**課題一覧**
1. 休業損害に関する以下の文章の冒頭段落で、本記事が解説するとされている事項をすべて挙げてください。
2. 次の(a)〜(c)が以下の休業損害に関する文章の内容と合致するかどうか、それぞれ「はい」か「いいえ」で答え、判断の根拠となる文章中の語句をそのまま引用してください。
(a) 赤字経営の場合、通常の事業者と異なる計算方法が採用されることがある。
(b) 赤字経営の事業者には、休業損害が認められる可能性はない。
(c) 事業継続に必要な固定費の例として、人件費が挙げられている。
3. 以下の休業損害に関する文章の要旨を、二文でまとめてください。

**文書の一節**

交通事故によって事業を一時的に休業する必要が生じた場合、休業損害の請求が可能です。しかし、赤字経営の事業者が休業損害を請求できるかについて疑問を抱く方も多いのではないでしょうか。本記事では、赤字経営者の方が休業損害を請求できるケースやその計算方法、必要な証拠、そして弁護士に相談するメリットについて解説します。

Q&A

交通事故で休業した場合、休業損害の請求は誰でもできるのですか?

交通事故により仕事ができず収入が減少した場合、休業損害の請求が可能です。ただし、赤字経営の場合には収入減少の実態が異なるため、通常の事業者と異なる計算方法が採用される場合があります。

赤字事業者でも休業損害が認められる可能性はありますか?

はい、あります。赤字経営の事業者であっても、事業継続に必要な固定費(家賃や光熱費など)は発生しています。これにより、事故がなければ事業運営が続き赤字の拡大が避けられたという根拠があれば、休業損害が認められる可能性が高まります。

[保存済みの項目]
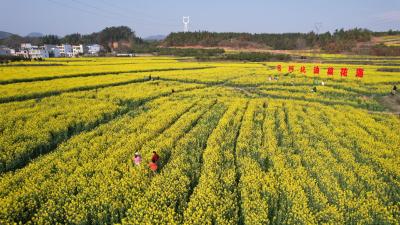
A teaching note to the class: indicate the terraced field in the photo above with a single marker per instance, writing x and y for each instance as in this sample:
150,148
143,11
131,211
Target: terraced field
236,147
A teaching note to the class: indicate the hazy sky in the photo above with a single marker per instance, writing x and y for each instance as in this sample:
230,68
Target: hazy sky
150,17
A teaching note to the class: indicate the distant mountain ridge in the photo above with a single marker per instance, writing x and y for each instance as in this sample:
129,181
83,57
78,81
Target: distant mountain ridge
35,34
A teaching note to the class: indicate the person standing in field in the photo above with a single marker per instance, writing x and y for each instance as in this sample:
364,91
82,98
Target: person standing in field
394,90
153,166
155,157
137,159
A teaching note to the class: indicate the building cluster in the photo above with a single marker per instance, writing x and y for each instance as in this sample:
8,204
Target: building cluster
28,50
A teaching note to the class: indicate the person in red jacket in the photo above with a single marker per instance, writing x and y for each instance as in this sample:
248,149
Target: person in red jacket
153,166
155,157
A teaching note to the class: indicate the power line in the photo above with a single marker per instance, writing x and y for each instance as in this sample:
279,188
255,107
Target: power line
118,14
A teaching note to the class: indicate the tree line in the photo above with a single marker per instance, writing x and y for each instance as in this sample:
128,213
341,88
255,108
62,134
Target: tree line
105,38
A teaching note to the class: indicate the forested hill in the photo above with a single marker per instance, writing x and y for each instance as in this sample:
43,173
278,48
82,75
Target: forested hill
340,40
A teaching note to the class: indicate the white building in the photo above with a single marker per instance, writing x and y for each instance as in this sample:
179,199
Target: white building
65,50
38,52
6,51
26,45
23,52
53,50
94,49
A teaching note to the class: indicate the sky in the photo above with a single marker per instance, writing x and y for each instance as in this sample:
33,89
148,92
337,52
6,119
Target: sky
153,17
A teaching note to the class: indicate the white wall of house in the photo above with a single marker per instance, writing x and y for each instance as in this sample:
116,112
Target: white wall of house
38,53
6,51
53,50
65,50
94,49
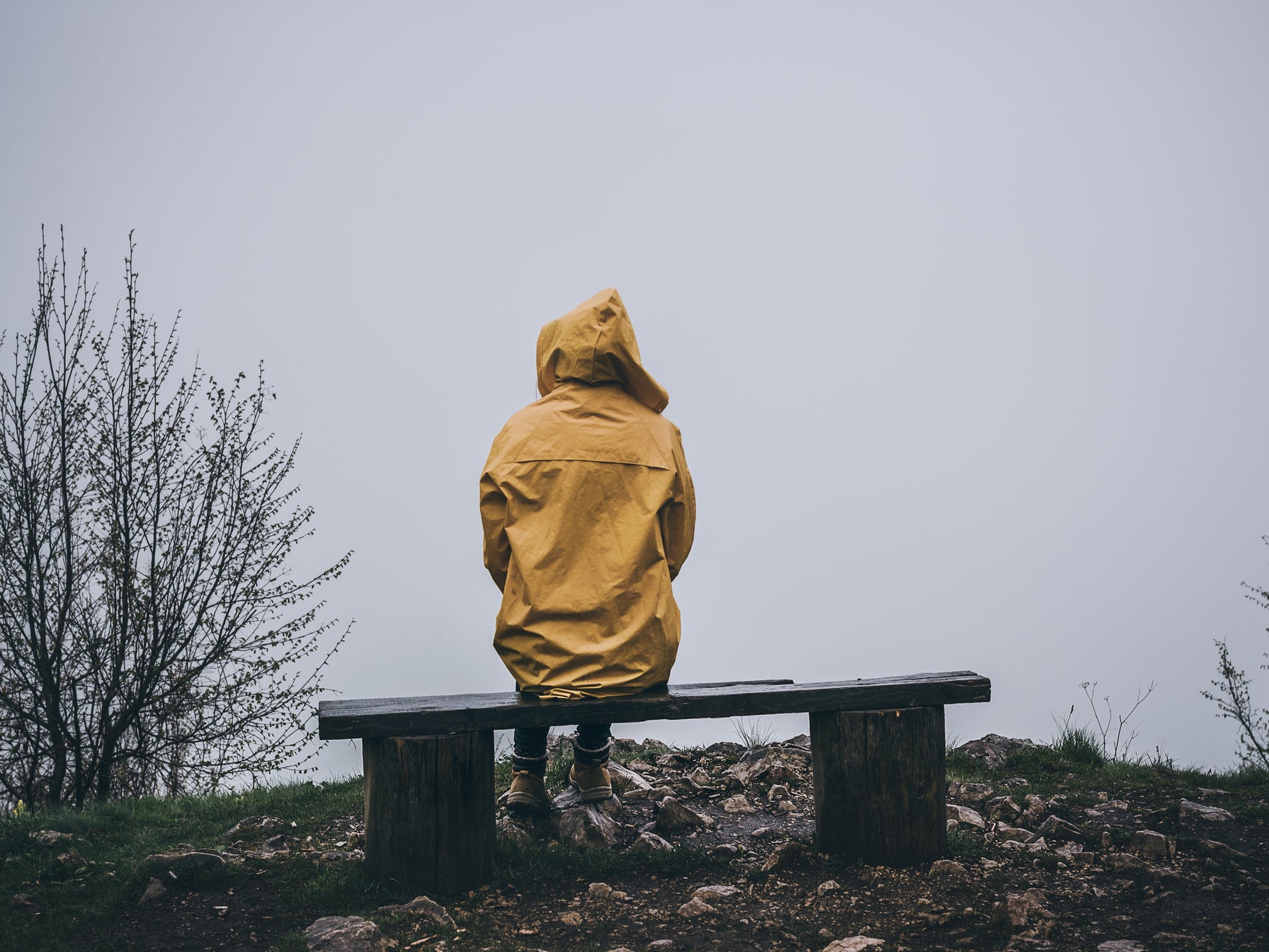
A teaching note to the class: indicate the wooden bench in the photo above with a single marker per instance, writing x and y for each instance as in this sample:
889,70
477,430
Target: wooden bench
* * *
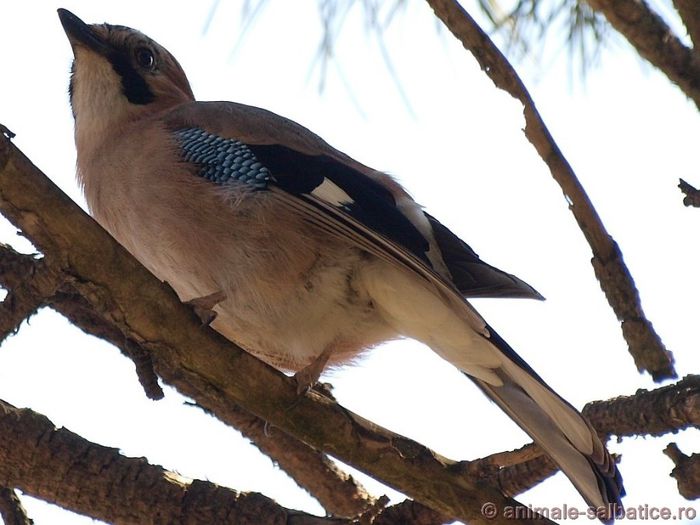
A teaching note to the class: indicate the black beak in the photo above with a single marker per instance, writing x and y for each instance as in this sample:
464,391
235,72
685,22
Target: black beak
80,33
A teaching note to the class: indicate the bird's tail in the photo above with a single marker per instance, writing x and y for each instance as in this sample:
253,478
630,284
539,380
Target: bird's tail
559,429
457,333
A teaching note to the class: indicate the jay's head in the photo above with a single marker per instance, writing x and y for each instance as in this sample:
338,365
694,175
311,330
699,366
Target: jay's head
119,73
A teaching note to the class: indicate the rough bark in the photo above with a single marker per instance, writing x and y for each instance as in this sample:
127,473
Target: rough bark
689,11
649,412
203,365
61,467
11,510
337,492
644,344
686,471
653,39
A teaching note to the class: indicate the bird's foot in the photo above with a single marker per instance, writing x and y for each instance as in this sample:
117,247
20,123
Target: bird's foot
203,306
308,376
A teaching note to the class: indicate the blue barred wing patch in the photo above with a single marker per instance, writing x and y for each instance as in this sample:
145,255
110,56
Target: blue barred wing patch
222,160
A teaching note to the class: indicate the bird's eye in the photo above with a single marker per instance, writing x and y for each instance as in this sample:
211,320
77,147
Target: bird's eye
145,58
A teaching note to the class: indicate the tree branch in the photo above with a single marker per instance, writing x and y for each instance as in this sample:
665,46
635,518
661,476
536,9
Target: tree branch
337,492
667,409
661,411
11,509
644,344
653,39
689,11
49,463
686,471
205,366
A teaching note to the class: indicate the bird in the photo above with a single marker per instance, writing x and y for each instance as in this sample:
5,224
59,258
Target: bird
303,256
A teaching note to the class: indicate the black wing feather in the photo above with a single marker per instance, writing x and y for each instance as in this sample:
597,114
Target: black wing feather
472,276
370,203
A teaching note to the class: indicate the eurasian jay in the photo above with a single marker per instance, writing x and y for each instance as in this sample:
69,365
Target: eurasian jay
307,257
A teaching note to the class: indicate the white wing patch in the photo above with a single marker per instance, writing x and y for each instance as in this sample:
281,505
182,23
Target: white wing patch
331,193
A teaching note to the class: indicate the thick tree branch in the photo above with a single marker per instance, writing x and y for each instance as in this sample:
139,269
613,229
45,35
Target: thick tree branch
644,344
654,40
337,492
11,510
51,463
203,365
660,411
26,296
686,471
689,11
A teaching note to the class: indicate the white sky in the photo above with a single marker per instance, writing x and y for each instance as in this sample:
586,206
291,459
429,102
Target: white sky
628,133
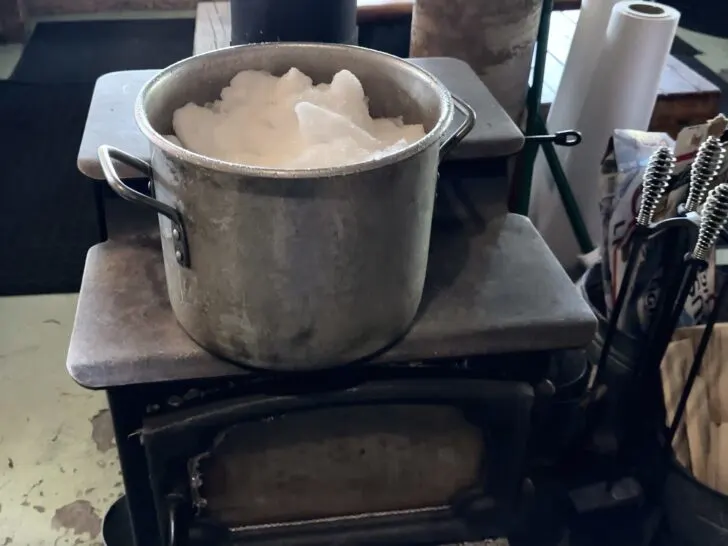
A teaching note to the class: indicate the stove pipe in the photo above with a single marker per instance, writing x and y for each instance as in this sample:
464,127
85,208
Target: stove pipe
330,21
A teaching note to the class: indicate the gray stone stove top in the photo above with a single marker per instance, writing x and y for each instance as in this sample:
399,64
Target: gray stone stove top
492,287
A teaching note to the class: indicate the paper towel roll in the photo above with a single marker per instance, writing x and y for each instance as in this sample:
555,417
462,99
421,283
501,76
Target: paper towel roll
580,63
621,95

**課題の解答**
1.
・赤字経営者の方が休業損害を請求できるケース
・その計算方法
・必要な証拠
・弁護士に相談するメリット

2.
(a) はい。「赤字経営の場合には収入減少の実態が異なるため、通常の事業者と異なる計算方法が採用される場合があります。」
(b) いいえ。「はい、あります。赤字経営の事業者であっても、事業継続に必要な固定費(家賃や光熱費など)は発生しています。」
(c) いいえ。「事業継続に必要な固定費(家賃や光熱費など)」

3. 交通事故により仕事ができず収入が減少した場合は休業損害を請求できますが、赤字経営の場合には通常の事業者と異なる計算方法が採用されることがあります。赤字経営の事業者にも家賃や光熱費などの固定費は発生しているため、事故がなければ赤字の拡大が避けられたという根拠があれば、休業損害が認められる可能性が高まります。